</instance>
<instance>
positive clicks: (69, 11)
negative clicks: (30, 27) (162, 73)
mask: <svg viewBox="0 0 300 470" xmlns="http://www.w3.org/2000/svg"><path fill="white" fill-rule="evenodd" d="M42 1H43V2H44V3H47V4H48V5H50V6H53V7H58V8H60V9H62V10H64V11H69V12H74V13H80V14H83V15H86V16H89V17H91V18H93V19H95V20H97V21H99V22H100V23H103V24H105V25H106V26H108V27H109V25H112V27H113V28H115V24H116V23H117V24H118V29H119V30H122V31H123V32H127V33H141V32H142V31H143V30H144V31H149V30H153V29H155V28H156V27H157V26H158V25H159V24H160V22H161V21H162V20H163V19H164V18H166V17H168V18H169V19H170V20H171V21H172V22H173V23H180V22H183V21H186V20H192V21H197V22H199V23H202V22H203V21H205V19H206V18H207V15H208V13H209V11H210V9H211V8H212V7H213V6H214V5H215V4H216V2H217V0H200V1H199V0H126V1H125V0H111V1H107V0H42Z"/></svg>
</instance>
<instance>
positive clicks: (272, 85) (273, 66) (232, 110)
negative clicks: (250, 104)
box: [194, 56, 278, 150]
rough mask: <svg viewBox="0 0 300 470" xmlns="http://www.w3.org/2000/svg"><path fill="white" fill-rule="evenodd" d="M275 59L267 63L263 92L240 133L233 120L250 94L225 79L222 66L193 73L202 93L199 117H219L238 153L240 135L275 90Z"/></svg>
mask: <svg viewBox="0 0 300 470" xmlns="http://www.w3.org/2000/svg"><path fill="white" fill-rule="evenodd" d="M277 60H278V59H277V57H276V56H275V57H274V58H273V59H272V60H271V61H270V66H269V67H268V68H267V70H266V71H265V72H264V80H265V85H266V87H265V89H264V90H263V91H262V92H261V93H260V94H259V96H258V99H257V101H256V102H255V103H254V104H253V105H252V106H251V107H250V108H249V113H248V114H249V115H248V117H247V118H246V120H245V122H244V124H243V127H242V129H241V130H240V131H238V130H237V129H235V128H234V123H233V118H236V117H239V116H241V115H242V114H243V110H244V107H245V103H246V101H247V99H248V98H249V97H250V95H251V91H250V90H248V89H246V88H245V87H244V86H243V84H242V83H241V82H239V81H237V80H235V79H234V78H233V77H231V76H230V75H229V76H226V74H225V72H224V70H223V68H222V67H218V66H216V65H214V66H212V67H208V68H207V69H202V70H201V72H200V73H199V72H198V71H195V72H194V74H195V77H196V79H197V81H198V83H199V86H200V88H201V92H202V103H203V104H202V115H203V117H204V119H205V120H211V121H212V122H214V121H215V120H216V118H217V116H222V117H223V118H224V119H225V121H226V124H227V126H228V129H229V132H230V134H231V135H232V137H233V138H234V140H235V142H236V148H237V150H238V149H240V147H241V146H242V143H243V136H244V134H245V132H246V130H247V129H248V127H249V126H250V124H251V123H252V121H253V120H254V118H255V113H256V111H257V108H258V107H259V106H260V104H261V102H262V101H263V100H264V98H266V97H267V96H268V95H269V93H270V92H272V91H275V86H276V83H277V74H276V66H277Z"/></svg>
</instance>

════════

» TASK DETAILS:
The lines above are to be retyped exactly, with none omitted.

» ANSWER FOR THIS EXERCISE:
</instance>
<instance>
positive clicks: (69, 11)
negative clicks: (30, 27) (162, 73)
mask: <svg viewBox="0 0 300 470" xmlns="http://www.w3.org/2000/svg"><path fill="white" fill-rule="evenodd" d="M42 1H43V2H44V3H47V4H48V5H50V6H53V7H58V8H60V9H62V10H64V11H69V12H74V13H80V14H83V15H86V16H89V17H91V18H93V19H95V20H97V21H99V22H100V23H103V24H105V25H106V26H108V27H109V25H112V27H113V28H115V24H116V23H117V24H118V29H119V30H122V31H123V32H127V33H141V32H142V31H143V30H144V31H149V30H153V29H155V28H156V27H157V26H158V25H159V24H160V22H161V21H162V20H163V19H164V18H166V17H168V18H169V19H170V20H171V21H172V22H173V23H180V22H183V21H186V20H192V21H197V22H199V23H202V22H203V21H205V19H206V18H207V15H208V13H209V11H210V9H211V8H212V7H213V6H214V5H215V4H216V2H217V0H200V1H199V0H126V1H125V0H111V1H107V0H42Z"/></svg>
</instance>
<instance>
positive clicks: (272, 85) (273, 66) (232, 110)
negative clicks: (250, 104)
box: [194, 56, 278, 150]
rough mask: <svg viewBox="0 0 300 470" xmlns="http://www.w3.org/2000/svg"><path fill="white" fill-rule="evenodd" d="M275 59L267 63L263 92L240 133L233 120L250 94L225 79L222 66L193 73L202 93L199 117H219L238 153L240 135L275 90Z"/></svg>
mask: <svg viewBox="0 0 300 470" xmlns="http://www.w3.org/2000/svg"><path fill="white" fill-rule="evenodd" d="M277 60H278V59H277V57H276V56H275V57H274V58H273V59H272V60H271V61H270V66H269V67H268V68H267V70H266V71H265V72H264V80H265V85H266V87H265V89H264V90H263V91H262V92H261V93H260V94H259V96H258V99H257V101H256V102H255V103H254V104H253V105H252V106H251V107H250V108H249V113H248V114H249V115H248V117H247V118H246V120H245V122H244V124H243V127H242V129H241V130H240V131H238V130H237V129H235V128H234V123H233V118H236V117H239V116H241V115H242V114H243V110H244V107H245V103H246V101H247V99H248V98H249V97H250V95H251V91H250V90H248V89H246V88H245V87H244V86H243V84H242V83H241V82H239V81H237V80H235V79H234V78H233V77H231V76H230V75H229V76H226V74H225V72H224V70H223V68H222V67H218V66H216V65H214V66H212V67H208V68H207V69H202V70H201V72H200V73H199V72H198V71H195V72H194V74H195V77H196V79H197V81H198V83H199V86H200V88H201V92H202V103H203V104H202V115H203V117H204V119H205V120H211V121H212V122H214V121H215V120H216V118H217V116H222V117H223V118H224V119H225V121H226V124H227V126H228V129H229V132H230V134H231V135H232V137H233V138H234V140H235V142H236V148H237V150H238V149H240V147H241V146H242V143H243V136H244V134H245V132H246V130H247V129H248V127H249V126H250V124H251V123H252V121H253V120H254V118H255V113H256V111H257V108H258V107H259V106H260V104H261V102H262V101H263V100H264V98H266V97H267V96H268V95H269V93H270V92H272V91H275V86H276V83H277V74H276V66H277Z"/></svg>
</instance>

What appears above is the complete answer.